**Aim of the task**
The lines to be set down run from the line containing "Label each instance of the white seat" through the final line of the data below; print them exactly and print nothing else.

**Stored data**
################

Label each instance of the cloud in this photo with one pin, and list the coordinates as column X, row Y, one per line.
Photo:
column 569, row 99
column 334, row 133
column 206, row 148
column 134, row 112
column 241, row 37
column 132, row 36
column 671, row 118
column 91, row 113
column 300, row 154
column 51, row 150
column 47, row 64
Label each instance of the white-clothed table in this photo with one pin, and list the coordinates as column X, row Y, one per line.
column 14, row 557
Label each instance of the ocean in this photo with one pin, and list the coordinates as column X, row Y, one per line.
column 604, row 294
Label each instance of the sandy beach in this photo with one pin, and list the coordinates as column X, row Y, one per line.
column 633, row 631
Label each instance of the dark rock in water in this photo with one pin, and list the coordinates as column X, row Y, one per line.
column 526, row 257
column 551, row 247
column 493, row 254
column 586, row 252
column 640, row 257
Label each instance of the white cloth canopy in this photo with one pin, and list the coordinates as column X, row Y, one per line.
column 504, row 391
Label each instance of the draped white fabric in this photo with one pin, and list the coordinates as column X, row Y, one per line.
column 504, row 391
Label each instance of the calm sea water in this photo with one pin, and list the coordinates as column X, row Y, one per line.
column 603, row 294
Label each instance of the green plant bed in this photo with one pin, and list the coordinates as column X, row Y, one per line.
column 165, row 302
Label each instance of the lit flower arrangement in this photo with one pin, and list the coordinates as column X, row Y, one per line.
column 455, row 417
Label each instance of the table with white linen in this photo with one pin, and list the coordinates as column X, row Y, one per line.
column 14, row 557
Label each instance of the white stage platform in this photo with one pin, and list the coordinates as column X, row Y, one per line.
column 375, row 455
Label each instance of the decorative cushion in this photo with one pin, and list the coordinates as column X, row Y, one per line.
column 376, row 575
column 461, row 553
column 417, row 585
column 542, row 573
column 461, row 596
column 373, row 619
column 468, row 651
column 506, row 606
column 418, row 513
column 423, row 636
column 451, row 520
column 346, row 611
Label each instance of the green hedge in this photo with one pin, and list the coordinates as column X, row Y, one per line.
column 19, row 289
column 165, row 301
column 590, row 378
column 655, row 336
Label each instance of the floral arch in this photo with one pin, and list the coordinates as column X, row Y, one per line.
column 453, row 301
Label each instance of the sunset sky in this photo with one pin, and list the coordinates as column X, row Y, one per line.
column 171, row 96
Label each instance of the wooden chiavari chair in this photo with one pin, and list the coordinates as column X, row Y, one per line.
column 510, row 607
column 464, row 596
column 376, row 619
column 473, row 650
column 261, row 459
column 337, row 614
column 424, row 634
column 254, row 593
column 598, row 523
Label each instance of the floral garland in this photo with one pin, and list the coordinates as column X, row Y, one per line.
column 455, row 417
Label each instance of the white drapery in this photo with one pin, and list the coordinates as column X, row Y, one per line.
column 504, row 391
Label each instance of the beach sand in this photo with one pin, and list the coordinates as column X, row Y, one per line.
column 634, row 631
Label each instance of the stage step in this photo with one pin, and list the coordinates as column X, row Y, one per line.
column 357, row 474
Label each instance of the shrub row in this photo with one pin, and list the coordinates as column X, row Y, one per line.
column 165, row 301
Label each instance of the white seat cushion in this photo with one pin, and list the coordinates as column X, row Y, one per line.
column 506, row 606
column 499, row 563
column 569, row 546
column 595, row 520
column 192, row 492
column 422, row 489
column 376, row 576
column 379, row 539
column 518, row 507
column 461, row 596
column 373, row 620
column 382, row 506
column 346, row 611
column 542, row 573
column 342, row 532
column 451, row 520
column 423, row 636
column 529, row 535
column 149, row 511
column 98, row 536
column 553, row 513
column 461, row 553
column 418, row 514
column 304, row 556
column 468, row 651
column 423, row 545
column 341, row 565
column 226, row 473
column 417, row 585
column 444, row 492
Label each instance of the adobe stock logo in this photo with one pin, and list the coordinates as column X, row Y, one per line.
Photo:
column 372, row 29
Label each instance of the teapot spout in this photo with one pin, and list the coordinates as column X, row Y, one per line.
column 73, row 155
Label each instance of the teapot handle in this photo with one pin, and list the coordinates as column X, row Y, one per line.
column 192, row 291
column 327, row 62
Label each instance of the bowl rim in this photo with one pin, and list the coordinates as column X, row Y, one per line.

################

**Answer to this exercise**
Label each instance of the white seat cushion in this photo with one pin, and list the coordinates as column X, row Y, one per line.
column 506, row 606
column 499, row 563
column 569, row 546
column 595, row 520
column 192, row 492
column 422, row 489
column 376, row 576
column 379, row 539
column 518, row 507
column 461, row 596
column 373, row 620
column 382, row 506
column 346, row 611
column 542, row 573
column 342, row 532
column 451, row 520
column 423, row 636
column 529, row 535
column 149, row 511
column 98, row 536
column 553, row 513
column 461, row 553
column 418, row 514
column 304, row 556
column 468, row 651
column 423, row 545
column 341, row 565
column 226, row 473
column 417, row 585
column 444, row 492
Label each instance of the adobe stock logo in this photo with one pin, and list the coordinates as column X, row Y, one per line.
Photo:
column 372, row 29
Label each instance of the teapot spout in this photo with one pin, and list the coordinates as column X, row Y, one per line.
column 73, row 155
Label each instance of the teapot handle in this photo with one pin, and list the coordinates as column X, row Y, one per line.
column 192, row 291
column 327, row 62
Label each instance of the bowl rim in this photo with one pin, and list the coordinates as column X, row Y, one per line.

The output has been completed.